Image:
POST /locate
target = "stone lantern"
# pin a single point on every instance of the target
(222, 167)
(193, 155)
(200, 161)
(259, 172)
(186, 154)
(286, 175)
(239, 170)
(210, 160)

● **Your goal**:
In the listing, change "stone lantern" to "paper lantern" wherever it appears, and reproduce every other line unchanged.

● **Correct response**:
Image:
POST /locate
target = "paper lantern"
# pin a single point on every instance of the target
(222, 167)
(193, 155)
(200, 161)
(259, 172)
(186, 154)
(286, 175)
(239, 170)
(210, 160)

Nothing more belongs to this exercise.